▶ [PROBLEM TO WORK ON]: Could every line of the data be copied out once more, exactly?

▶ [SOURCE DATA]:
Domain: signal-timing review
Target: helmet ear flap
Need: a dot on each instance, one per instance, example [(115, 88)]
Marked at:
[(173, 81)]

▶ [SOLUTION FOR THIS PROBLEM]:
Domain: signal-timing review
Target: helmet ear flap
Need: a dot on each instance, one per instance, example [(115, 88)]
Marked at:
[(173, 81)]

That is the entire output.